===== Quoted passage

Possibly hardclock should simply know not to kick off softclock at that point 
in the shutdown (just like I've taught it not to kick off netisr in the 
device_polling code in my branch), but more generally, sched_ule probably 
needs to not hold the per-cpu runqueue lock, and/or sched_ule needs to not try 
to start work on CPUs that aren't running.  If the SWI is pinned on or bound 
to an already shut down CPU, then we should in fact panic, but otherwise it 
seems it should preempt the current thread and run it on the CPU managing the 
shutdown.

Or, we could go with the old-world order view and not allow interrupts to 
fire, but I wonder if all our device drivers would be comfortable with that.

Robert N M Watson
Computer Laboratory
University of Cambridge

---------- Forwarded message ----------
Date: Sun, 31 May 2009 13:52:17 +0000 (UTC)

==========
===== Supplied information

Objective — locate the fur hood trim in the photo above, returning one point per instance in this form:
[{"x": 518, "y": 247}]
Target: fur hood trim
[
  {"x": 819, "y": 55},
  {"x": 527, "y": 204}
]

==========

> [Task instructions]
1. In the shutdown message, what should happen if the SWI is pinned on or bound to an already shut down CPU?
2. Please reproduce the shutdown message starting at the words "Possibly hardclock should" and stopping after "comfortable with that.".

> [Expected answers]
1. The system should in fact panic.

2.
Possibly hardclock should simply know not to kick off softclock at that point 
in the shutdown (just like I've taught it not to kick off netisr in the 
device_polling code in my branch), but more generally, sched_ule probably 
needs to not hold the per-cpu runqueue lock, and/or sched_ule needs to not try 
to start work on CPUs that aren't running.  If the SWI is pinned on or bound 
to an already shut down CPU, then we should in fact panic, but otherwise it 
seems it should preempt the current thread and run it on the CPU managing the 
shutdown.

Or, we could go with the old-world order view and not allow interrupts to 
fire, but I wonder if all our device drivers would be comfortable with that.